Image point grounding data
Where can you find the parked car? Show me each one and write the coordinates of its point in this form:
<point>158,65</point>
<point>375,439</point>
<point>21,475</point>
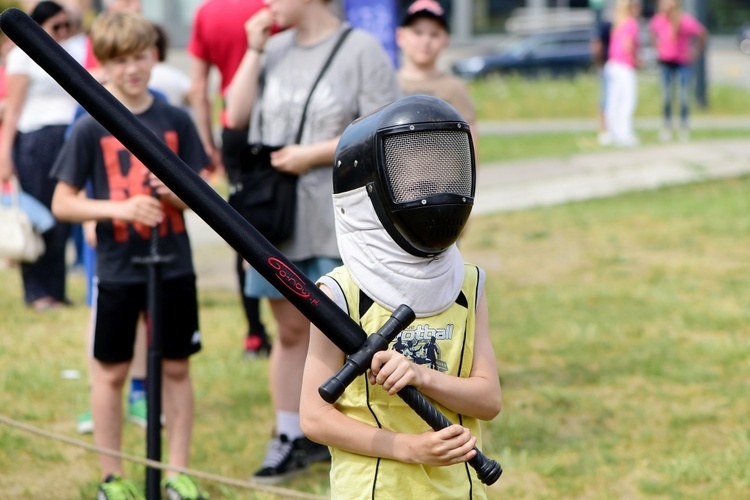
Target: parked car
<point>744,35</point>
<point>556,53</point>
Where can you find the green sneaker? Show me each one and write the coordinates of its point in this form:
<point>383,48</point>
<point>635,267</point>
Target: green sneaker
<point>182,487</point>
<point>138,413</point>
<point>85,423</point>
<point>117,488</point>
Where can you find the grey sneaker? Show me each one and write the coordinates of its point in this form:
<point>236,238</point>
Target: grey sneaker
<point>283,460</point>
<point>182,487</point>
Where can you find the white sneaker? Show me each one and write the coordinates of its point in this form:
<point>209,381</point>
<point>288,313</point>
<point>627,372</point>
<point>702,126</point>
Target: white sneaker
<point>665,135</point>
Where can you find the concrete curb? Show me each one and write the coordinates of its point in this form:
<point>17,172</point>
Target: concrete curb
<point>526,184</point>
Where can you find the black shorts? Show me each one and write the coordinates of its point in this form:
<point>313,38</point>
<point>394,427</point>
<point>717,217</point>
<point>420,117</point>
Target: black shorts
<point>116,310</point>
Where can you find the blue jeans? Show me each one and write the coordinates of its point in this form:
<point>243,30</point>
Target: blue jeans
<point>34,153</point>
<point>669,73</point>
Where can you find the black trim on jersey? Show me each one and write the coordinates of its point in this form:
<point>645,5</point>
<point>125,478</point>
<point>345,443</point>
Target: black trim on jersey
<point>341,289</point>
<point>461,300</point>
<point>476,292</point>
<point>365,303</point>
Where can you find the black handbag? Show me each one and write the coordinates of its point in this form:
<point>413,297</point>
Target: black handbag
<point>264,196</point>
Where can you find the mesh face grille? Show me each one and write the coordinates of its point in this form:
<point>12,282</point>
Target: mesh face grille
<point>422,164</point>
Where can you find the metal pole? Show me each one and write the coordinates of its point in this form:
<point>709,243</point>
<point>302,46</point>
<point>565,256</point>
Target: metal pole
<point>154,261</point>
<point>701,77</point>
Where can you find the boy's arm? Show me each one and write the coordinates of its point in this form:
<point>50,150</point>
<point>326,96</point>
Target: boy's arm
<point>477,396</point>
<point>69,207</point>
<point>166,194</point>
<point>325,424</point>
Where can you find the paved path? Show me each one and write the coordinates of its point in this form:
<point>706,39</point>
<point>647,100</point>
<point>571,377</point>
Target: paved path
<point>528,183</point>
<point>524,184</point>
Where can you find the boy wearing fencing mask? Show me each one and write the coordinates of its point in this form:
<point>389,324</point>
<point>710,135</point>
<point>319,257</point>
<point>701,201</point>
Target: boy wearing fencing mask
<point>404,181</point>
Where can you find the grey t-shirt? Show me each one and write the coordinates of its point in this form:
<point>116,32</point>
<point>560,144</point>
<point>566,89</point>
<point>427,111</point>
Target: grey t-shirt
<point>359,80</point>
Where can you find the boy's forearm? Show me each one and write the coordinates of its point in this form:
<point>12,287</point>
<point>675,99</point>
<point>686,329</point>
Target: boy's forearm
<point>473,396</point>
<point>81,209</point>
<point>335,429</point>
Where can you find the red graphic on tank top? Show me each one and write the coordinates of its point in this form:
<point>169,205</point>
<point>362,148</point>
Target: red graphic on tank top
<point>127,177</point>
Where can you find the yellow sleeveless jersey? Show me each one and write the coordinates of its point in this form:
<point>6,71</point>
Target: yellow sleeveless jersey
<point>443,342</point>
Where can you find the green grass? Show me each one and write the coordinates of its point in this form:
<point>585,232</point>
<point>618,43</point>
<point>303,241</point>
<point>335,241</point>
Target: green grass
<point>620,328</point>
<point>500,148</point>
<point>515,98</point>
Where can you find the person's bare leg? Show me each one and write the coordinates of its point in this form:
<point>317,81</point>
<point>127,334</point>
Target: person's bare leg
<point>288,355</point>
<point>178,403</point>
<point>138,368</point>
<point>107,380</point>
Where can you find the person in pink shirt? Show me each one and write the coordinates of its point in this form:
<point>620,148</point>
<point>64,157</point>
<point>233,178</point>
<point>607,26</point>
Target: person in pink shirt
<point>679,39</point>
<point>218,40</point>
<point>620,69</point>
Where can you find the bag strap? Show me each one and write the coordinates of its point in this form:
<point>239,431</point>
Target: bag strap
<point>335,49</point>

> [TASK DETAILS]:
Write out each line again, exactly as it appears above, except for any picture.

> [SOLVED EXERCISE]:
Where can you find the parked car? Show me each one and write the coordinates of its point in this form:
<point>158,65</point>
<point>375,439</point>
<point>21,475</point>
Target: parked car
<point>744,35</point>
<point>556,53</point>
Where can you find the green sneaker? Show me each one and write the coordinates of its point in this form:
<point>383,48</point>
<point>635,267</point>
Target: green sneaker
<point>182,487</point>
<point>138,413</point>
<point>85,423</point>
<point>117,488</point>
Where can you find the grey sneaker? Show me each one and write the coordinates of its point in this form:
<point>236,238</point>
Target: grey sneaker
<point>283,460</point>
<point>182,487</point>
Where can you find the white sneaker? Show me each one and write the coordinates of its point in this form:
<point>209,381</point>
<point>288,313</point>
<point>627,372</point>
<point>702,126</point>
Target: white sneaker
<point>665,135</point>
Where can you find the concrete curb? Show me each one and write the coordinates of its point in this form:
<point>17,172</point>
Target: concrete curb
<point>526,184</point>
Where can you find the black shorts? Show me each one and write the coordinates of its point in this form:
<point>313,38</point>
<point>394,427</point>
<point>717,217</point>
<point>420,117</point>
Target: black shorts
<point>116,310</point>
Where can you find the blue jeans? Show me each one and write the coordinates of its point in this form:
<point>243,30</point>
Target: blue jeans
<point>34,153</point>
<point>669,73</point>
Where can you find the black trim on jersey? Show me each one and write the coordinates of its point in this form:
<point>645,5</point>
<point>125,478</point>
<point>345,443</point>
Target: black trim on jersey
<point>341,289</point>
<point>461,300</point>
<point>476,292</point>
<point>365,303</point>
Where can you find the black handbag? Show me each one and write the coordinates of its point in this form:
<point>413,297</point>
Target: black handbag
<point>264,196</point>
Where can you find the mesh face grille? Show me each one and write the coordinates of its point in this form:
<point>12,282</point>
Target: mesh face grille
<point>422,164</point>
Where can you find the metal pole? Show me each one and write the coordinates of its point in this form:
<point>709,243</point>
<point>302,46</point>
<point>565,256</point>
Target: metal pole
<point>154,261</point>
<point>701,77</point>
Where can you find the boy's arm? Show me each one and write the coordinates of its point in this form:
<point>50,150</point>
<point>326,96</point>
Target: boy's arm
<point>477,396</point>
<point>69,207</point>
<point>166,194</point>
<point>325,424</point>
Where can you find the paved path? Show me each one and write the coordinates of its point in this form:
<point>706,39</point>
<point>647,100</point>
<point>571,377</point>
Target: paved path
<point>528,183</point>
<point>524,184</point>
Where can you find the boy wearing fencing mask? Show me each one and write the coordinates of its point in this form:
<point>389,324</point>
<point>710,135</point>
<point>319,257</point>
<point>701,201</point>
Target: boy wearing fencing mask
<point>404,181</point>
Where can you find the grey t-shirt? Show me each one and write the coordinates of its point in this form:
<point>116,32</point>
<point>560,144</point>
<point>566,89</point>
<point>427,111</point>
Target: grey t-shirt
<point>359,80</point>
Where can you find the boy's forearm? Show me each one and write the coordinates of its point in this form:
<point>12,287</point>
<point>675,99</point>
<point>686,329</point>
Target: boy's forearm
<point>473,396</point>
<point>81,209</point>
<point>335,429</point>
Where can you find the red graphic on tank top? Show me each one and write the coordinates of its point in this form:
<point>169,205</point>
<point>362,148</point>
Target: red graphic on tank top
<point>127,177</point>
Where can you find the yellow sleeveless jersey? Show me each one and write the coordinates of its point in this form:
<point>6,71</point>
Target: yellow sleeveless jersey
<point>443,342</point>
Where can you find the green grass? Show me each one and write the coordinates of its point in this form:
<point>585,232</point>
<point>618,43</point>
<point>303,241</point>
<point>335,241</point>
Target: green grass
<point>620,328</point>
<point>500,148</point>
<point>515,98</point>
Where can you find the person's bare leg? Show me each one and write the coordinates of its point in this form:
<point>317,81</point>
<point>127,334</point>
Target: person's bare leg
<point>288,355</point>
<point>178,403</point>
<point>138,368</point>
<point>107,380</point>
Where can you find the person in pink shirt? Show me each one and write the coordinates of its point in this form:
<point>620,148</point>
<point>64,157</point>
<point>233,178</point>
<point>607,26</point>
Target: person in pink shirt
<point>679,39</point>
<point>218,40</point>
<point>620,69</point>
Where can you find the bag strap? Show me each one and write the coordinates of its point in this form:
<point>239,431</point>
Target: bag strap
<point>335,49</point>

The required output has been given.